» DATA FOR REVIEW:
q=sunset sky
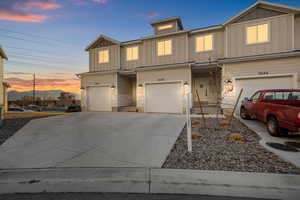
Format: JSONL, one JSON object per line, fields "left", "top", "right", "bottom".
{"left": 1, "top": 0, "right": 300, "bottom": 94}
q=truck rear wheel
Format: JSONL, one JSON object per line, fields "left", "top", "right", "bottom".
{"left": 267, "top": 116, "right": 280, "bottom": 137}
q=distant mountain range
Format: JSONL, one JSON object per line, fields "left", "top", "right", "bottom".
{"left": 8, "top": 90, "right": 80, "bottom": 101}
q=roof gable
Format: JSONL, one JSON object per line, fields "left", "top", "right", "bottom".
{"left": 0, "top": 46, "right": 8, "bottom": 60}
{"left": 224, "top": 1, "right": 300, "bottom": 25}
{"left": 85, "top": 35, "right": 120, "bottom": 51}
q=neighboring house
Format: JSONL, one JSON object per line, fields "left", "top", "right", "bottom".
{"left": 0, "top": 46, "right": 9, "bottom": 115}
{"left": 78, "top": 1, "right": 300, "bottom": 114}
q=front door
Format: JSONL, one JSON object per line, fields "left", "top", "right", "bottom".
{"left": 193, "top": 78, "right": 209, "bottom": 102}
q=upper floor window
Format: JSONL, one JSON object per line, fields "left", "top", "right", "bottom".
{"left": 157, "top": 24, "right": 173, "bottom": 31}
{"left": 99, "top": 50, "right": 109, "bottom": 63}
{"left": 157, "top": 39, "right": 172, "bottom": 56}
{"left": 196, "top": 34, "right": 213, "bottom": 52}
{"left": 126, "top": 46, "right": 139, "bottom": 61}
{"left": 246, "top": 23, "right": 269, "bottom": 44}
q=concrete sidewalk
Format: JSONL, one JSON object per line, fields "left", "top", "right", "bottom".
{"left": 240, "top": 118, "right": 300, "bottom": 168}
{"left": 0, "top": 167, "right": 299, "bottom": 200}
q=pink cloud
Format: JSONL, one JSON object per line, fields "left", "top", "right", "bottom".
{"left": 92, "top": 0, "right": 108, "bottom": 3}
{"left": 0, "top": 10, "right": 48, "bottom": 22}
{"left": 21, "top": 1, "right": 62, "bottom": 10}
{"left": 142, "top": 12, "right": 159, "bottom": 18}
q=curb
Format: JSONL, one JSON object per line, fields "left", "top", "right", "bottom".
{"left": 1, "top": 167, "right": 300, "bottom": 199}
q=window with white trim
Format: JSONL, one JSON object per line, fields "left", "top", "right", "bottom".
{"left": 157, "top": 39, "right": 172, "bottom": 56}
{"left": 98, "top": 50, "right": 109, "bottom": 63}
{"left": 246, "top": 23, "right": 269, "bottom": 44}
{"left": 126, "top": 46, "right": 139, "bottom": 61}
{"left": 195, "top": 34, "right": 213, "bottom": 52}
{"left": 157, "top": 24, "right": 173, "bottom": 31}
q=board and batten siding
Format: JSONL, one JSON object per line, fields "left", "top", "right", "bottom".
{"left": 226, "top": 14, "right": 294, "bottom": 58}
{"left": 295, "top": 15, "right": 300, "bottom": 50}
{"left": 120, "top": 43, "right": 143, "bottom": 70}
{"left": 89, "top": 45, "right": 120, "bottom": 72}
{"left": 137, "top": 67, "right": 191, "bottom": 112}
{"left": 142, "top": 33, "right": 188, "bottom": 67}
{"left": 188, "top": 30, "right": 224, "bottom": 62}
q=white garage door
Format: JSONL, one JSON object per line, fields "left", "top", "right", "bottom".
{"left": 145, "top": 82, "right": 182, "bottom": 114}
{"left": 235, "top": 75, "right": 294, "bottom": 112}
{"left": 87, "top": 86, "right": 111, "bottom": 111}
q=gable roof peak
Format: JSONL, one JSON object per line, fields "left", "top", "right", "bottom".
{"left": 223, "top": 0, "right": 300, "bottom": 25}
{"left": 85, "top": 34, "right": 120, "bottom": 51}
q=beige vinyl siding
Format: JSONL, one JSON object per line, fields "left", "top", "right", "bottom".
{"left": 121, "top": 43, "right": 143, "bottom": 70}
{"left": 189, "top": 30, "right": 224, "bottom": 62}
{"left": 142, "top": 33, "right": 188, "bottom": 66}
{"left": 154, "top": 20, "right": 178, "bottom": 35}
{"left": 89, "top": 45, "right": 120, "bottom": 72}
{"left": 137, "top": 67, "right": 191, "bottom": 112}
{"left": 295, "top": 15, "right": 300, "bottom": 50}
{"left": 227, "top": 14, "right": 294, "bottom": 58}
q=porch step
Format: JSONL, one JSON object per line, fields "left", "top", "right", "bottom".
{"left": 119, "top": 106, "right": 137, "bottom": 112}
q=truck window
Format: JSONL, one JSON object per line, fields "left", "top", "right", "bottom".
{"left": 263, "top": 92, "right": 274, "bottom": 100}
{"left": 250, "top": 92, "right": 261, "bottom": 101}
{"left": 269, "top": 91, "right": 300, "bottom": 100}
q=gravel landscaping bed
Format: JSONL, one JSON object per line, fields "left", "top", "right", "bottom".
{"left": 0, "top": 115, "right": 57, "bottom": 146}
{"left": 163, "top": 117, "right": 300, "bottom": 174}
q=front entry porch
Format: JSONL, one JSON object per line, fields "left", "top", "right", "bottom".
{"left": 117, "top": 73, "right": 137, "bottom": 112}
{"left": 192, "top": 65, "right": 222, "bottom": 114}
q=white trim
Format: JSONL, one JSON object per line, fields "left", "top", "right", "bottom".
{"left": 157, "top": 39, "right": 173, "bottom": 56}
{"left": 195, "top": 33, "right": 214, "bottom": 53}
{"left": 143, "top": 80, "right": 184, "bottom": 114}
{"left": 229, "top": 14, "right": 291, "bottom": 27}
{"left": 233, "top": 73, "right": 298, "bottom": 88}
{"left": 292, "top": 14, "right": 295, "bottom": 50}
{"left": 245, "top": 22, "right": 271, "bottom": 45}
{"left": 225, "top": 26, "right": 228, "bottom": 57}
{"left": 86, "top": 84, "right": 113, "bottom": 112}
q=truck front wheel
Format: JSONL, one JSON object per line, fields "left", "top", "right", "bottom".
{"left": 267, "top": 116, "right": 280, "bottom": 137}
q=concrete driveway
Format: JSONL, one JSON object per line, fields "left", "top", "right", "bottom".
{"left": 240, "top": 118, "right": 300, "bottom": 168}
{"left": 0, "top": 112, "right": 185, "bottom": 169}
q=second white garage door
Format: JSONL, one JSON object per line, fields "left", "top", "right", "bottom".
{"left": 87, "top": 86, "right": 111, "bottom": 111}
{"left": 145, "top": 82, "right": 183, "bottom": 114}
{"left": 235, "top": 75, "right": 294, "bottom": 101}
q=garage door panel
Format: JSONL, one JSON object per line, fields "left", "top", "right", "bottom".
{"left": 145, "top": 83, "right": 182, "bottom": 114}
{"left": 234, "top": 76, "right": 293, "bottom": 113}
{"left": 87, "top": 86, "right": 111, "bottom": 111}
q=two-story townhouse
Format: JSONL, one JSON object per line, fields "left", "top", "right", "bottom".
{"left": 78, "top": 1, "right": 300, "bottom": 114}
{"left": 0, "top": 46, "right": 9, "bottom": 117}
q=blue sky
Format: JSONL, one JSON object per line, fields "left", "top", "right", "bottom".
{"left": 0, "top": 0, "right": 300, "bottom": 92}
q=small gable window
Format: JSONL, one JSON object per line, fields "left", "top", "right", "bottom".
{"left": 246, "top": 23, "right": 269, "bottom": 44}
{"left": 196, "top": 34, "right": 213, "bottom": 52}
{"left": 126, "top": 46, "right": 139, "bottom": 61}
{"left": 99, "top": 50, "right": 109, "bottom": 63}
{"left": 158, "top": 24, "right": 173, "bottom": 31}
{"left": 157, "top": 39, "right": 172, "bottom": 56}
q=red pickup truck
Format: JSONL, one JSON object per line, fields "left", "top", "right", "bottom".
{"left": 240, "top": 89, "right": 300, "bottom": 137}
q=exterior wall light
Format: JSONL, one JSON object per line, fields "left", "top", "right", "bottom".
{"left": 111, "top": 85, "right": 116, "bottom": 89}
{"left": 138, "top": 84, "right": 143, "bottom": 88}
{"left": 184, "top": 81, "right": 190, "bottom": 94}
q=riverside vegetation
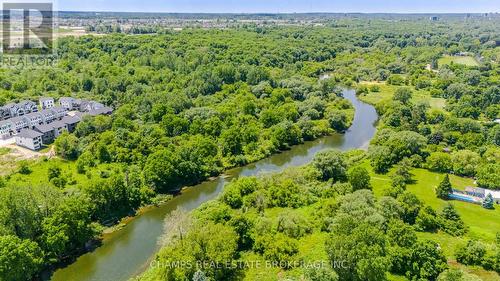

» THE PROBLEM: Reproduce only the lines of the records from the start up to and including the line that holds "q=pink cloud"; do not carry over any picture.

» ANSWER SECTION:
q=sunset sky
Format: JSONL, one JSON object per line, fields "left", "top", "right", "bottom".
{"left": 1, "top": 0, "right": 300, "bottom": 94}
q=truck rear wheel
Format: JSONL, one JSON object per line, fields "left", "top", "right", "bottom".
{"left": 267, "top": 116, "right": 280, "bottom": 137}
q=distant mountain range
Format: JSONL, one JSON object per line, fields "left", "top", "right", "bottom".
{"left": 8, "top": 90, "right": 80, "bottom": 101}
q=roof gable
Format: JSONL, one JSON object per line, fields "left", "top", "right", "bottom".
{"left": 0, "top": 46, "right": 8, "bottom": 60}
{"left": 224, "top": 1, "right": 300, "bottom": 25}
{"left": 85, "top": 35, "right": 120, "bottom": 51}
q=neighboring house
Format: JSONL, one JSON object per line, fields "left", "top", "right", "bottom".
{"left": 0, "top": 46, "right": 9, "bottom": 115}
{"left": 78, "top": 1, "right": 300, "bottom": 114}
q=front door
Format: JSONL, one JSON object per line, fields "left", "top", "right", "bottom".
{"left": 193, "top": 78, "right": 209, "bottom": 102}
q=upper floor window
Format: JSONL, one JSON object per line, fields "left", "top", "right", "bottom".
{"left": 157, "top": 24, "right": 173, "bottom": 31}
{"left": 99, "top": 50, "right": 109, "bottom": 63}
{"left": 157, "top": 39, "right": 172, "bottom": 56}
{"left": 196, "top": 34, "right": 213, "bottom": 52}
{"left": 126, "top": 46, "right": 139, "bottom": 61}
{"left": 246, "top": 23, "right": 269, "bottom": 44}
q=concrete sidewalk
Format: JSONL, one JSON object per line, fields "left", "top", "right", "bottom".
{"left": 240, "top": 118, "right": 300, "bottom": 168}
{"left": 0, "top": 167, "right": 299, "bottom": 200}
q=pink cloud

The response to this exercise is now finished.